→ **Supplied text**
Can you upload what you did for the earlier parts? I'll have a look at it later this afternoon if it's not been sorted by someone.
Reply 4
Original post by mqb2766
Can you upload what you did for the earlier parts? I'll have a look at it later this afternoon if it's not been sorted by someone.

Sure, I hope it's easy to read. Thank you so much.
3DADCA69-4948-4051-AF96-2C65CD50C6A5_1_201_a.jpeg
Reply 5
Original post by amell1234
Sure, I hope it's easy to read. Thank you so much.
3DADCA69-4948-4051-AF96-2C65CD50C6A5_1_201_a.jpeg

Working it through at the moment, and it seems like they want you to split the motion up into two regions
* x < M0 equilibrium position
* x >= M0 equilibrium position
So effectively you'll have two half periods added together. The spring constant will be different in each region.

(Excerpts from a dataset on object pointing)
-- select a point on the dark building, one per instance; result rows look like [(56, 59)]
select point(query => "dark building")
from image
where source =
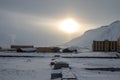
[(48, 49), (21, 46), (118, 46), (108, 46)]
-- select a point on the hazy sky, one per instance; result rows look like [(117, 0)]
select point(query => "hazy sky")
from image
[(36, 22)]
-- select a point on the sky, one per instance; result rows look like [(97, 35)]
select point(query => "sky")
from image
[(36, 22)]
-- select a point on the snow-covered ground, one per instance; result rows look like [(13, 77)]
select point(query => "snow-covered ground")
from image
[(37, 68)]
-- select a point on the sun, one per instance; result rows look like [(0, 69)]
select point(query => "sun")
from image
[(69, 26)]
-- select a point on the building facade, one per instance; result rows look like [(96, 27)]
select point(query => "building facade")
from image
[(21, 46), (118, 46), (107, 46)]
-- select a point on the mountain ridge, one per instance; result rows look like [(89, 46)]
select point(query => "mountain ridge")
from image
[(108, 32)]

→ **Given problem**
Rewrite the stretch of the forum thread above that opens with the words "Working it through" and closes with "in each region.", putting "half cycles" in place of "half periods".

→ **Finished task**
Working it through at the moment, and it seems like they want you to split the motion up into two regions
* x < M0 equilibrium position
* x >= M0 equilibrium position
So effectively you'll have two half cycles added together. The spring constant will be different in each region.